──────── Input for this task ────────

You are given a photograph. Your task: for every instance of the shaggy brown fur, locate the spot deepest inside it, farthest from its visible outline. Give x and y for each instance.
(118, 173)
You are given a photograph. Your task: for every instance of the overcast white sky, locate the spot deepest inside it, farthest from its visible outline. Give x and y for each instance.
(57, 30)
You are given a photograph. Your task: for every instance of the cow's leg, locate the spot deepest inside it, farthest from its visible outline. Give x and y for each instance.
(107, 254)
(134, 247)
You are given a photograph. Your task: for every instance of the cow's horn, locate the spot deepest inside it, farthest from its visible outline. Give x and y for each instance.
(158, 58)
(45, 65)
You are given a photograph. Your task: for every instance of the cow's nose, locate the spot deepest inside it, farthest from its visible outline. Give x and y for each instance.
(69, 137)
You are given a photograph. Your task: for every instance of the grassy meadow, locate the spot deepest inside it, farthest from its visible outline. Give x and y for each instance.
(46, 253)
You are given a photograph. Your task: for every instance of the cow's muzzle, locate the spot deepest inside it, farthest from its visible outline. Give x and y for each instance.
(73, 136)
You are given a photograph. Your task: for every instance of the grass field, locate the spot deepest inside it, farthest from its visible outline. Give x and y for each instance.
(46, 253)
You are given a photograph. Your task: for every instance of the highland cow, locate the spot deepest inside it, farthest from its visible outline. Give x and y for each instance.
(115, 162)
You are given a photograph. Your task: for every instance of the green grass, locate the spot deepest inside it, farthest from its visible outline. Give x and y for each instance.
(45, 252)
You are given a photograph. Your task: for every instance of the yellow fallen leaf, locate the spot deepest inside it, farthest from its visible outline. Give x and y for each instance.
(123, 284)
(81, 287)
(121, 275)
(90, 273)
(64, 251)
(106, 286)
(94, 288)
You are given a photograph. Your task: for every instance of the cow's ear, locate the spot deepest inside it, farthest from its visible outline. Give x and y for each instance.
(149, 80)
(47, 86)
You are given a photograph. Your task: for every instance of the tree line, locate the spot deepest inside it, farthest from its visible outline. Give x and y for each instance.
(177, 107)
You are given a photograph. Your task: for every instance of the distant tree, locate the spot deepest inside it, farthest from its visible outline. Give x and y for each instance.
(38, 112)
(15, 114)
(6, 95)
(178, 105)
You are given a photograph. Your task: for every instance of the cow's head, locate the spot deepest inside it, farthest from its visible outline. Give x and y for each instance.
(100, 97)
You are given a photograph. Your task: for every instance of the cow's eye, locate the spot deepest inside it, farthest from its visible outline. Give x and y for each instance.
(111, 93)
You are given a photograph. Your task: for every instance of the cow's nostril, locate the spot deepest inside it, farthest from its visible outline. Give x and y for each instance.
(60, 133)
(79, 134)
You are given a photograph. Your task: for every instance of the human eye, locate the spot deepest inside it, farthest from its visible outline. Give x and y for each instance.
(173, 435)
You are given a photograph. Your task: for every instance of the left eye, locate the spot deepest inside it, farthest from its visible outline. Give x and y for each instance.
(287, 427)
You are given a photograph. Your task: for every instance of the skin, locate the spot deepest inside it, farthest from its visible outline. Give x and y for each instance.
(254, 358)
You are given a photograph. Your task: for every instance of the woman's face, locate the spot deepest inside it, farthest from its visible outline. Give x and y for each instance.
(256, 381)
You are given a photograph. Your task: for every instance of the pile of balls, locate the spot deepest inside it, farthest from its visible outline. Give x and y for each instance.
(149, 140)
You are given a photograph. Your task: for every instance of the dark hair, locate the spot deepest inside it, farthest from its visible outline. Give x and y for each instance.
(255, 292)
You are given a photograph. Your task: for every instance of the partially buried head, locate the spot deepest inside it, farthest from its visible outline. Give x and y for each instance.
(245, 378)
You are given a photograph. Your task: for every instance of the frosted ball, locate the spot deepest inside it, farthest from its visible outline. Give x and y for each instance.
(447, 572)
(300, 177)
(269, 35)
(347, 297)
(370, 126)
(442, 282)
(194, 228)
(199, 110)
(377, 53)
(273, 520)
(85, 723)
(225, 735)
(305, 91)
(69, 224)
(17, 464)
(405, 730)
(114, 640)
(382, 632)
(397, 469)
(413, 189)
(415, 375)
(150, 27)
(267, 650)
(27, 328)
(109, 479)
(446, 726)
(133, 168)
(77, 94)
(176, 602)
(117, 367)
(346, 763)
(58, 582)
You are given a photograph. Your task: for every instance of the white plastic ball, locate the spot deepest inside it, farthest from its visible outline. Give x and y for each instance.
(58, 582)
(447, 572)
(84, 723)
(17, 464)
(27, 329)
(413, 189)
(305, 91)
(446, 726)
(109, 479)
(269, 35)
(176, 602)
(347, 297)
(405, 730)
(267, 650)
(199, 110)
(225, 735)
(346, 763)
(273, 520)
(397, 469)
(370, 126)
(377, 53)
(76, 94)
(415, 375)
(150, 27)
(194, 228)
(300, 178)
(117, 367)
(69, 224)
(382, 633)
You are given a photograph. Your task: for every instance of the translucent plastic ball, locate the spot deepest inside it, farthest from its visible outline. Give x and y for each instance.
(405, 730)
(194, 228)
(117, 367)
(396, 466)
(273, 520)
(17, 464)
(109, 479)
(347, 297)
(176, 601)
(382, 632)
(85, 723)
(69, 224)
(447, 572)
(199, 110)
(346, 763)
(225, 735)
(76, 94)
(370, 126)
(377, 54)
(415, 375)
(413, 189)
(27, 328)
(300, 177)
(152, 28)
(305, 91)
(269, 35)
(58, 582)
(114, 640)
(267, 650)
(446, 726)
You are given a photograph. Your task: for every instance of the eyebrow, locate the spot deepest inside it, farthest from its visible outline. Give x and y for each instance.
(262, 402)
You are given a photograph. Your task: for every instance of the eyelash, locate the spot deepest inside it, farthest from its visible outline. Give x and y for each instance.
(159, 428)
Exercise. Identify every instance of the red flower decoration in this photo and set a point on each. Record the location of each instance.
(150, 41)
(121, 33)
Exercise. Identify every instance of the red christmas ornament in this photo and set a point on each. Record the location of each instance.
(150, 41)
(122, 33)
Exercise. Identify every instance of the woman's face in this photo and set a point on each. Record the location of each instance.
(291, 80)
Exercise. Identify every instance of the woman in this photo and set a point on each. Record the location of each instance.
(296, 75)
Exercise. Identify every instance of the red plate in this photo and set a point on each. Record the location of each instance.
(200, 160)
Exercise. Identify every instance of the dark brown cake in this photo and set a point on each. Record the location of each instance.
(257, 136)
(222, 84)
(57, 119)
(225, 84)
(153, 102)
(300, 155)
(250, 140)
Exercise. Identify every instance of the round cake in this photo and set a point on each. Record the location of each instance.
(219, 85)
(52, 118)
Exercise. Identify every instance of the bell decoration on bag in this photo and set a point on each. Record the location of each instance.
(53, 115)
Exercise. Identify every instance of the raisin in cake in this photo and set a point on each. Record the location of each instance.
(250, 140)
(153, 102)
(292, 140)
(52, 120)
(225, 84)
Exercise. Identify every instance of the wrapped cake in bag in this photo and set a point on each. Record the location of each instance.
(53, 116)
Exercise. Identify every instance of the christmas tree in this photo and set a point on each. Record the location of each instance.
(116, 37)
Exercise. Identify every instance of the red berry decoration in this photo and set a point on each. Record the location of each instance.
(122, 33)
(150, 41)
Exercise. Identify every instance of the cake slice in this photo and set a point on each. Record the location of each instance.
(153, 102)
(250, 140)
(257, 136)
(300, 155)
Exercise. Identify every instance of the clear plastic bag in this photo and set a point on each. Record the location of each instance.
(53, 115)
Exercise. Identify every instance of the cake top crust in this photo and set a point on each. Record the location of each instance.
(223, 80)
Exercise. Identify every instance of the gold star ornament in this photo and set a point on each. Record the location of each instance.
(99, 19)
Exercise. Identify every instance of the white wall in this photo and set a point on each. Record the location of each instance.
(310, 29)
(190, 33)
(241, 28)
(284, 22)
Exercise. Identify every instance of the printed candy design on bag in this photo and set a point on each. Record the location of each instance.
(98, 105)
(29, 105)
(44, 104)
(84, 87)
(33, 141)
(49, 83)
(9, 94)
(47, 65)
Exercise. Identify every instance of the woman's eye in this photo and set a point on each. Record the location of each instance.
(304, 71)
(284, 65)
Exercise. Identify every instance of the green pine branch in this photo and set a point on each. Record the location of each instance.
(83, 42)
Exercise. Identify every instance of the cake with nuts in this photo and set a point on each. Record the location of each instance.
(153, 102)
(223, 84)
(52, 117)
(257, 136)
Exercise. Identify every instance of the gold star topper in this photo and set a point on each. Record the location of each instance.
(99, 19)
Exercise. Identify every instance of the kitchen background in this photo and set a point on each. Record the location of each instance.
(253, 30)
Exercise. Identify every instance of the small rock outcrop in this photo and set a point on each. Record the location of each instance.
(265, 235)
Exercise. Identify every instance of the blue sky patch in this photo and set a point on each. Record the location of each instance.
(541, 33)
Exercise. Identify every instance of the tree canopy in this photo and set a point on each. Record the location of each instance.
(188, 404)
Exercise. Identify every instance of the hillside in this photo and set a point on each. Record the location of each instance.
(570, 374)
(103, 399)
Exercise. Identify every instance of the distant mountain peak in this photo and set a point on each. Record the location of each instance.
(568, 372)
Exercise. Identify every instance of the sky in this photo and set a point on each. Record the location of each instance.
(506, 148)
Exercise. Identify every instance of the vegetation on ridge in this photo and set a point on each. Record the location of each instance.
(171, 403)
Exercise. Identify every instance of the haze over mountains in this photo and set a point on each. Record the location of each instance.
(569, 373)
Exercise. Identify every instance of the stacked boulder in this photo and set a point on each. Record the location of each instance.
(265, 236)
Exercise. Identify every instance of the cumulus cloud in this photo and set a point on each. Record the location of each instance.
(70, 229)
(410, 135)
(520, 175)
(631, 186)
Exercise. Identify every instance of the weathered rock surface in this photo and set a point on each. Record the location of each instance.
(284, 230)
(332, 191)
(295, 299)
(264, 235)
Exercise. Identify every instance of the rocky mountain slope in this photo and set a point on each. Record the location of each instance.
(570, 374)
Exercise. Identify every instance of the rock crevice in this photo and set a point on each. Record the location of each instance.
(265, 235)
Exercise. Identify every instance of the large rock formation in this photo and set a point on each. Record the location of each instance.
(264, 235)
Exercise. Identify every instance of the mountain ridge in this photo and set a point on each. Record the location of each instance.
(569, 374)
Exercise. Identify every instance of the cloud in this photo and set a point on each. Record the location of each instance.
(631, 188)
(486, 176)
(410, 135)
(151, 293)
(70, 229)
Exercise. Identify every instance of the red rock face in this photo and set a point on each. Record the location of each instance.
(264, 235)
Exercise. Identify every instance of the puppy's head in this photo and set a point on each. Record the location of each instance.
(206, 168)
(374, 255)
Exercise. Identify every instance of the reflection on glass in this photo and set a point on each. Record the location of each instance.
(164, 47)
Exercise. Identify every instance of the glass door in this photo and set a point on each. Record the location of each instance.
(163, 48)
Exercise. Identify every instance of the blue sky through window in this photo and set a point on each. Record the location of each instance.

────────

▶ [What is required]: Only the lines from the one that contains "Exercise. Identify every instance of the mountain" to the end of the entries above should be given again, exactly and in full.

▶ [Expected answer]:
Exercise. Identify every instance of the mountain ridge in this photo and set a point on each. Record the location of each instance.
(569, 374)
Exercise. Identify every instance of the cloud in this photo and set a point on each. Record the location of each instance.
(631, 188)
(486, 176)
(410, 135)
(151, 293)
(70, 229)
Exercise. Identify every instance of the red rock face in this photo and set a point on each. Record the location of each instance.
(264, 235)
Exercise. Identify every instance of the puppy's head in this photo and set a point on each. Record the location of each instance.
(206, 168)
(374, 255)
Exercise. Identify every instance of the reflection on glass in this photo and set a point on each. Record the location of each instance.
(164, 47)
Exercise. Identify every instance of the glass door in this photo and set a point on each. Record the location of each instance.
(163, 48)
Exercise. Identify every instance of the blue sky through window in this photo and set a point on each. Record the location of each instance.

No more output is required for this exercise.